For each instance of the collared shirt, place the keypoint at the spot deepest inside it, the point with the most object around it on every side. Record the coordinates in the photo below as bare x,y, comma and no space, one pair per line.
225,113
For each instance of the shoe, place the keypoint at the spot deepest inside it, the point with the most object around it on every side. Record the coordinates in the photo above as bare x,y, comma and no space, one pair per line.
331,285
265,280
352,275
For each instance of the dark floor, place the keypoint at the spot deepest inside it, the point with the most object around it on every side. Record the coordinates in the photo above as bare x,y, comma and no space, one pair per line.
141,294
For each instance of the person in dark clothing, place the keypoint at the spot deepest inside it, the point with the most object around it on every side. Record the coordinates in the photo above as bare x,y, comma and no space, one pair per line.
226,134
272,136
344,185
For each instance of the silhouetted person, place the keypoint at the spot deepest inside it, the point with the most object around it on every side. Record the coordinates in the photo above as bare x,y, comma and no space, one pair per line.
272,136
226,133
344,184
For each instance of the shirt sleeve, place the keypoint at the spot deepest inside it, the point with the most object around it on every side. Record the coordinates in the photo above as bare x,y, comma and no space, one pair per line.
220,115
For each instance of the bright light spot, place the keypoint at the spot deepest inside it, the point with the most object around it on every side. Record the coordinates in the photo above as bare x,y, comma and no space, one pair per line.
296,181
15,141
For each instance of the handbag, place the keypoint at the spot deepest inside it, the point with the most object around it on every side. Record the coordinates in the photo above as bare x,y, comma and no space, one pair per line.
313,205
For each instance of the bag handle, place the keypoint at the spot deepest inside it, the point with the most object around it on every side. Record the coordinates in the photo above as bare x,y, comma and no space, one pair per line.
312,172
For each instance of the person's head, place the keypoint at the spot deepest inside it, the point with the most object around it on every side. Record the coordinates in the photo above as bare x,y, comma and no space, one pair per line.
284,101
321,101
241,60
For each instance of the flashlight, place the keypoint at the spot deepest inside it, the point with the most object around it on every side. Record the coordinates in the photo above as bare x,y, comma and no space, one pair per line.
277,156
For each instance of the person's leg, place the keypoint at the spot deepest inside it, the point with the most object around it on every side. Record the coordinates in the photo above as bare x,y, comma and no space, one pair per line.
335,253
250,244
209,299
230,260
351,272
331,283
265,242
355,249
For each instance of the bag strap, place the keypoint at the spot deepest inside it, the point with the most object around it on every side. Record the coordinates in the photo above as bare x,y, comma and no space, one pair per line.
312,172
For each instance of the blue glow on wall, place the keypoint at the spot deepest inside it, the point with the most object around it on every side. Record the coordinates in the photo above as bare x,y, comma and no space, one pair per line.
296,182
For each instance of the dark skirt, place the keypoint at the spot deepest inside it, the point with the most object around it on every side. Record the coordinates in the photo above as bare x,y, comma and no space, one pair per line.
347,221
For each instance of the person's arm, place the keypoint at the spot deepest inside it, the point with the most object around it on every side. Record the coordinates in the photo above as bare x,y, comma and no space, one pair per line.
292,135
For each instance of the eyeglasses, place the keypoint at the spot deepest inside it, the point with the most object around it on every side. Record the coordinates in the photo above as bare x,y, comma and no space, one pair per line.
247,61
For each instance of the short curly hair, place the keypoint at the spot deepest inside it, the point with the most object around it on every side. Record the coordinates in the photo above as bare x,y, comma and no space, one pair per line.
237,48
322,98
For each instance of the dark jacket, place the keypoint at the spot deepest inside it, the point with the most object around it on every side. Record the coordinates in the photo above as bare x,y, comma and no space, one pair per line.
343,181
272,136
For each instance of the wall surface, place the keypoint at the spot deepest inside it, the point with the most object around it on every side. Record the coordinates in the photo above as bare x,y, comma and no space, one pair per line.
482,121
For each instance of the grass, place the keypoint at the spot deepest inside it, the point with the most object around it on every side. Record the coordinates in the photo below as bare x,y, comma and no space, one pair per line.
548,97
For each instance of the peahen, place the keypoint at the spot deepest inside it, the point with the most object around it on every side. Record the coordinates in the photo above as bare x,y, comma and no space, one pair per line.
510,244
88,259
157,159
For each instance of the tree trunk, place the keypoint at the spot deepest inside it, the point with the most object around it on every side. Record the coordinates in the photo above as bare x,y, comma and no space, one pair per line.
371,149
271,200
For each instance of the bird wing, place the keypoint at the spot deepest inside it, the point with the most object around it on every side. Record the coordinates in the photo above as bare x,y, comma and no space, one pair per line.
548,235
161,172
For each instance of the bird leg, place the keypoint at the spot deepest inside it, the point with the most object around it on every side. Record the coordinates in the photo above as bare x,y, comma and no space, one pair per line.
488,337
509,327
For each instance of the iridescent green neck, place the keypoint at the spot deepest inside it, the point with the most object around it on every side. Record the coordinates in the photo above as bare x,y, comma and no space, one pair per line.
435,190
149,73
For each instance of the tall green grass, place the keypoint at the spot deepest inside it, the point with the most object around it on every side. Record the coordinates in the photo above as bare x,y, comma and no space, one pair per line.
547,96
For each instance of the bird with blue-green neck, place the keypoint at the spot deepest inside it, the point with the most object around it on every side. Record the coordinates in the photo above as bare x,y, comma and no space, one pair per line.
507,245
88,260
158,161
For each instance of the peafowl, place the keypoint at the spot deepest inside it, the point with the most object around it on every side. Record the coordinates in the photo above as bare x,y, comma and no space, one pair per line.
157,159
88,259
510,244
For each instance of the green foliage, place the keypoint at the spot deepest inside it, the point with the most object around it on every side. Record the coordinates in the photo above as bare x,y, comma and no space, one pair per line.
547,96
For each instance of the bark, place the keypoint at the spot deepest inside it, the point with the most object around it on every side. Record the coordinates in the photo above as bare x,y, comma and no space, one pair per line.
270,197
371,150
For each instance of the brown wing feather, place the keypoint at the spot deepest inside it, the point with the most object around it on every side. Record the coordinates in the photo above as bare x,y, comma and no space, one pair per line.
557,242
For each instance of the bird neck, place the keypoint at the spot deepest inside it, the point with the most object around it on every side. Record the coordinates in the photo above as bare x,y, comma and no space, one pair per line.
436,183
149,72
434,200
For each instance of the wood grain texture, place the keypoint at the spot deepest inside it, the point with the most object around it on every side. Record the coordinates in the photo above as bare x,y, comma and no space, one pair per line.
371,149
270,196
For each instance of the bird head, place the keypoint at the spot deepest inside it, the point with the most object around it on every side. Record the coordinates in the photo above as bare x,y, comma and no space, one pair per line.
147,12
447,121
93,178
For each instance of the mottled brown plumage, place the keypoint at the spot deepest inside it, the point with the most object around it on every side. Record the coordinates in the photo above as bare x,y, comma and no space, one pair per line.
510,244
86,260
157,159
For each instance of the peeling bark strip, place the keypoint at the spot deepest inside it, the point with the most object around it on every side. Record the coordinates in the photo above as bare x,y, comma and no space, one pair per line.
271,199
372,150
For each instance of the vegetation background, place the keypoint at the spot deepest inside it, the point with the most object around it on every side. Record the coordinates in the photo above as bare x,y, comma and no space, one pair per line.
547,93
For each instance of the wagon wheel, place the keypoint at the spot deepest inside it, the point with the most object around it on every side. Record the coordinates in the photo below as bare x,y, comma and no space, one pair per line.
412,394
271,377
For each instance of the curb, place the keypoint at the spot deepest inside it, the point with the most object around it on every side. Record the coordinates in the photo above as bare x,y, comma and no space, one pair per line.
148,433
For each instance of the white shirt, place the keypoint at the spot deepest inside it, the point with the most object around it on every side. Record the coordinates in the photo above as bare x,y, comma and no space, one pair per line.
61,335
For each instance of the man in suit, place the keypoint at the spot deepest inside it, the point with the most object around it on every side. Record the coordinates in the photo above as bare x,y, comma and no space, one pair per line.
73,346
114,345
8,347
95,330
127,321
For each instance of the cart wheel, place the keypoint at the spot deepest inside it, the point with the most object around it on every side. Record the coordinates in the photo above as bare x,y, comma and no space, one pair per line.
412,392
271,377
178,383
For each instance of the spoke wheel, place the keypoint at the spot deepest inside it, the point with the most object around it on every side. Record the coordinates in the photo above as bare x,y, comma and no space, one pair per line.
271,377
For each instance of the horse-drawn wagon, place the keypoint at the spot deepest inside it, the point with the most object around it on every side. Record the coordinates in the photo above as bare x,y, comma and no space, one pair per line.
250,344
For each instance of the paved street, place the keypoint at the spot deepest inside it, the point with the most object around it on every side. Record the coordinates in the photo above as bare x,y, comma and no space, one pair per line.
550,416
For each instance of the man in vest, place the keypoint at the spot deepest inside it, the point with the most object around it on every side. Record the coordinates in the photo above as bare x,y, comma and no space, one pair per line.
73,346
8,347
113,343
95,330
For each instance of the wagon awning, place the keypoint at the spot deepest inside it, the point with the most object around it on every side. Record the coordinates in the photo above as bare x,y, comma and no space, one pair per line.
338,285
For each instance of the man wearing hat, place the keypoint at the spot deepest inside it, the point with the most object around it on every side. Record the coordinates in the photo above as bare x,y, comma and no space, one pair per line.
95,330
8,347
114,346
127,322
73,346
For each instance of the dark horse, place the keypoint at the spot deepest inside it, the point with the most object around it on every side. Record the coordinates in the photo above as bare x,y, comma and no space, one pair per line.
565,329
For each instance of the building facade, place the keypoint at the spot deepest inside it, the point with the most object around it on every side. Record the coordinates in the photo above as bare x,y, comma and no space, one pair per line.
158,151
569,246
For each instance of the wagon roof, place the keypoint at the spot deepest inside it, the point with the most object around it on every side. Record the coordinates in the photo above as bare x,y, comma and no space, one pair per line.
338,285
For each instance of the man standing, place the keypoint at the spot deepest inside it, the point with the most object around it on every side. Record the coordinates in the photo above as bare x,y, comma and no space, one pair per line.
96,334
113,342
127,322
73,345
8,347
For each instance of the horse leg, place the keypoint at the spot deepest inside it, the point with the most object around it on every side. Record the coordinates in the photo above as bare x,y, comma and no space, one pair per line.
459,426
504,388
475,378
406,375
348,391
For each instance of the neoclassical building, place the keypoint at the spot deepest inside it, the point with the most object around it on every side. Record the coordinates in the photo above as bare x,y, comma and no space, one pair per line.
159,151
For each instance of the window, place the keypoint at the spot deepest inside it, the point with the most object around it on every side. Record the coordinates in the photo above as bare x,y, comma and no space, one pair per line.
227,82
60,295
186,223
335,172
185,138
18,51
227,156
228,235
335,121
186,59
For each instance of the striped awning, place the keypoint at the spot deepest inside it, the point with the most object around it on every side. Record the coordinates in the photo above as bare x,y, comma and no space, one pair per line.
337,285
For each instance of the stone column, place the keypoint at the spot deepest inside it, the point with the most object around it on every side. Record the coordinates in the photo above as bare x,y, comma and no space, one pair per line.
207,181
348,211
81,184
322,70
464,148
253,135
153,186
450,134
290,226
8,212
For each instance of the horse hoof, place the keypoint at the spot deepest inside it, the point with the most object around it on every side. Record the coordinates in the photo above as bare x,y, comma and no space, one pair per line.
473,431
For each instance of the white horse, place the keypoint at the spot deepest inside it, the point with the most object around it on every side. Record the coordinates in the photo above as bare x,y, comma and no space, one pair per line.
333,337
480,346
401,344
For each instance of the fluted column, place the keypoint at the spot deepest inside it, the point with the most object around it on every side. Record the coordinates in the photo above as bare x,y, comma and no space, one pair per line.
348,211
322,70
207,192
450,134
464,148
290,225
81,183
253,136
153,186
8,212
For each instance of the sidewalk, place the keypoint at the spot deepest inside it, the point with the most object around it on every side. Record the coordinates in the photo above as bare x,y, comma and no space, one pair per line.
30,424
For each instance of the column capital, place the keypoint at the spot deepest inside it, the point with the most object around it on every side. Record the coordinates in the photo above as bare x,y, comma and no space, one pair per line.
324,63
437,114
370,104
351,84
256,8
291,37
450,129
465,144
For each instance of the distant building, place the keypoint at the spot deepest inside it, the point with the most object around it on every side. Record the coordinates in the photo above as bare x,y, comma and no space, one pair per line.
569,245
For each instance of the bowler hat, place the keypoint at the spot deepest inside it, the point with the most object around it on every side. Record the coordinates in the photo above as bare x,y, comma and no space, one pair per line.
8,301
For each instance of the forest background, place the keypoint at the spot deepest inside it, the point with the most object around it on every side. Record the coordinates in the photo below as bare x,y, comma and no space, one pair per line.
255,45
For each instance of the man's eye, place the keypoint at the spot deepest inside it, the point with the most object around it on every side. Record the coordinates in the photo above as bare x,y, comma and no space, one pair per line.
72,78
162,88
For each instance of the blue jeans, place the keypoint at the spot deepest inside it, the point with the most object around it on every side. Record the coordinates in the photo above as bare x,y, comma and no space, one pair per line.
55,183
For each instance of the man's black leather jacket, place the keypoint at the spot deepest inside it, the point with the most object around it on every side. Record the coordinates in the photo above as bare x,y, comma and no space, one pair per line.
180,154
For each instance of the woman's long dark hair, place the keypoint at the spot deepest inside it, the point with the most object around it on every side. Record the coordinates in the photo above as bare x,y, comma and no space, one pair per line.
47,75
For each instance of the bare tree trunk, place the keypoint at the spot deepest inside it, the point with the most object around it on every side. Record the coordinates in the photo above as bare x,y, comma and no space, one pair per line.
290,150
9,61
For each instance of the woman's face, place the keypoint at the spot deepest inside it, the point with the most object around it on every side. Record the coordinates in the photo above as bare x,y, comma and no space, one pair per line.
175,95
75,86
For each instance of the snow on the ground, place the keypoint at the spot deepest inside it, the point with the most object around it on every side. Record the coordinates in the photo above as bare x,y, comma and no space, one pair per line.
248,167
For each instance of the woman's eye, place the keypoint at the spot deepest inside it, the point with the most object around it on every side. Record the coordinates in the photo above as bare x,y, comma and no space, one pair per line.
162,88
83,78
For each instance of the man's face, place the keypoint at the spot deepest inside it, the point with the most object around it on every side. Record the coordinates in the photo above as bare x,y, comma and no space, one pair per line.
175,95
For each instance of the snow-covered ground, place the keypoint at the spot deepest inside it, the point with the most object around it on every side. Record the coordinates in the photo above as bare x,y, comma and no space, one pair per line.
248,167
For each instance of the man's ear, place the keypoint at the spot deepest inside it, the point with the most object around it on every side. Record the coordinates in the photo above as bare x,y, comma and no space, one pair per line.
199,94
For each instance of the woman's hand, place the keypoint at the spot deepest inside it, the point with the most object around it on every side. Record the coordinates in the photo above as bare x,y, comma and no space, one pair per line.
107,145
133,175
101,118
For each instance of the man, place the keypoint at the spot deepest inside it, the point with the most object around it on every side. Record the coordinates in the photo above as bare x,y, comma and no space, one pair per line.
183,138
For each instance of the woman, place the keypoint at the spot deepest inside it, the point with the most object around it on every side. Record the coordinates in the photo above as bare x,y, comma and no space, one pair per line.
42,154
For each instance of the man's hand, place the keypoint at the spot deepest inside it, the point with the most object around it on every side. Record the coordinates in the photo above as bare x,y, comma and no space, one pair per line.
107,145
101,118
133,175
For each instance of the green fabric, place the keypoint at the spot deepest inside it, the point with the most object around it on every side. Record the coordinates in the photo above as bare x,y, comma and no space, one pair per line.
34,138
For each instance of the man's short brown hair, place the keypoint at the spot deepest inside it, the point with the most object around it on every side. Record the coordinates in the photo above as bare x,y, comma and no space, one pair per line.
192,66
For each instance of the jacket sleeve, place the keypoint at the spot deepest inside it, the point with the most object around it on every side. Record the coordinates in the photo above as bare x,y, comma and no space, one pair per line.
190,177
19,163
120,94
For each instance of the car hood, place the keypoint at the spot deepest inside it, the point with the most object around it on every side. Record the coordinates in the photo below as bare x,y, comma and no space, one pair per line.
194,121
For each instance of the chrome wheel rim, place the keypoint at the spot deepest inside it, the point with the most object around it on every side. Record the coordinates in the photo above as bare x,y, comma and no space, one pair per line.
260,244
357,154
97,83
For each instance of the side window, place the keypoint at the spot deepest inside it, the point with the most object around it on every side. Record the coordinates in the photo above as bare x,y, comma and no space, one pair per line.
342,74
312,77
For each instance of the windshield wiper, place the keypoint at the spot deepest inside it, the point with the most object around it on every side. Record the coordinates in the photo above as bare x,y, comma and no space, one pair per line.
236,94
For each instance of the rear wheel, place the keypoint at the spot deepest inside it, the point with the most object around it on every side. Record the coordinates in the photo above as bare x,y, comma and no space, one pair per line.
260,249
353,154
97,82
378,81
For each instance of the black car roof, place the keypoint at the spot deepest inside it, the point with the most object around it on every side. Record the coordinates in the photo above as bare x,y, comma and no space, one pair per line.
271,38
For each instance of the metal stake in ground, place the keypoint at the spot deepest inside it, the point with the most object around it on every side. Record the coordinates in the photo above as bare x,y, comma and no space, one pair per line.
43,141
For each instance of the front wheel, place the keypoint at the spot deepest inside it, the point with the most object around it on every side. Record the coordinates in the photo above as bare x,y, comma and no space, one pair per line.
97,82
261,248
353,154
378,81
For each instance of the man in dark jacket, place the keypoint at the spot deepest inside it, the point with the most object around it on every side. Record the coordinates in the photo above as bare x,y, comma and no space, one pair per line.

* [What you have to do]:
Please edit the listing from the line containing "For each instance of the front" through the end of the listing, inclusive, by changing "front wheel" to "rear wheel" and leaving everything else as it is. Return only those lines.

* [Result for this task]:
For each instance of the rear wheel, place the keypoint at the spot deepest inside it, the point with the most object around it on every side. Record the coordinates in the photo above as bare x,y, comma and no space, one pair per line.
97,82
261,248
353,154
378,81
For each instance of the man in dark jacket, place the keypoint at the spot deepest inside it, the point with the most object around it on every side. Record the coordinates in the photo above as bare x,y, comma and no space, one pair per line.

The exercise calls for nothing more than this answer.